§ Task instructions: Copy out the records from the line containing "query | chrome rear bumper" through the end of the records, keeping every line in order with the requests included, and shift each coordinate in the answers up by 69.

§ Input data:
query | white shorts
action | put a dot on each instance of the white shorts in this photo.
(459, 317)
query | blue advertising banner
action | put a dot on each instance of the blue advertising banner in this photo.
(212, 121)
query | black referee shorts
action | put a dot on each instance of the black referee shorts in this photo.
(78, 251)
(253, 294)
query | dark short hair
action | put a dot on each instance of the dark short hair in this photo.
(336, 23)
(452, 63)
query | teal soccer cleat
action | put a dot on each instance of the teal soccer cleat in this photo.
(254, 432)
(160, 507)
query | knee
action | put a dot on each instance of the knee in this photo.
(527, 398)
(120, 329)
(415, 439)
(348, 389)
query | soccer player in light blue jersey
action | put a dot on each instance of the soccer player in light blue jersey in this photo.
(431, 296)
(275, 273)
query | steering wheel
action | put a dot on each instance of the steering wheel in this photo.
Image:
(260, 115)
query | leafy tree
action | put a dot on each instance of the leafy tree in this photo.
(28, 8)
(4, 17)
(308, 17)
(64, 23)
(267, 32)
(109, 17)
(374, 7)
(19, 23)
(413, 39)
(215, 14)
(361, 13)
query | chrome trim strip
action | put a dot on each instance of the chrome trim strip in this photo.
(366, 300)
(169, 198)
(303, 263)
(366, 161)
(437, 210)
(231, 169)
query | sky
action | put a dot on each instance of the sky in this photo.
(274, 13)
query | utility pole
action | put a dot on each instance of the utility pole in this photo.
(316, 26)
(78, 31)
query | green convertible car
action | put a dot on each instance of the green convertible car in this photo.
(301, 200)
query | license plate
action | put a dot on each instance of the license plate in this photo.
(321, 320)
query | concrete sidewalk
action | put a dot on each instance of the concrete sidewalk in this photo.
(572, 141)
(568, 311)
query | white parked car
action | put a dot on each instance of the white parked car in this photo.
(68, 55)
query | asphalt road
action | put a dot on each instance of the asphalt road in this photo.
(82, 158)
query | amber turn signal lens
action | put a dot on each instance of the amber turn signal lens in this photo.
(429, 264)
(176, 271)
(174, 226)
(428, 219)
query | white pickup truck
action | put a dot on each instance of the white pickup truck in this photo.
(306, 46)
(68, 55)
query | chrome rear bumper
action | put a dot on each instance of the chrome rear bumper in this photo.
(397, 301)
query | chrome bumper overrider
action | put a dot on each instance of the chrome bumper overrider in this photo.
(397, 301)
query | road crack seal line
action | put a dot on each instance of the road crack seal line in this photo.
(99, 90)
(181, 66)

§ Solution for this task:
query | chrome rear bumper
action | put a dot on each instance of the chrome rear bumper in this photo.
(466, 370)
query | chrome bumper overrider
action | put a dot on each instance of the chrome bumper overrider in this photo.
(466, 370)
query | road crack seal line
action | put a dot on each instance of the road crack seal line in this photo.
(168, 159)
(250, 135)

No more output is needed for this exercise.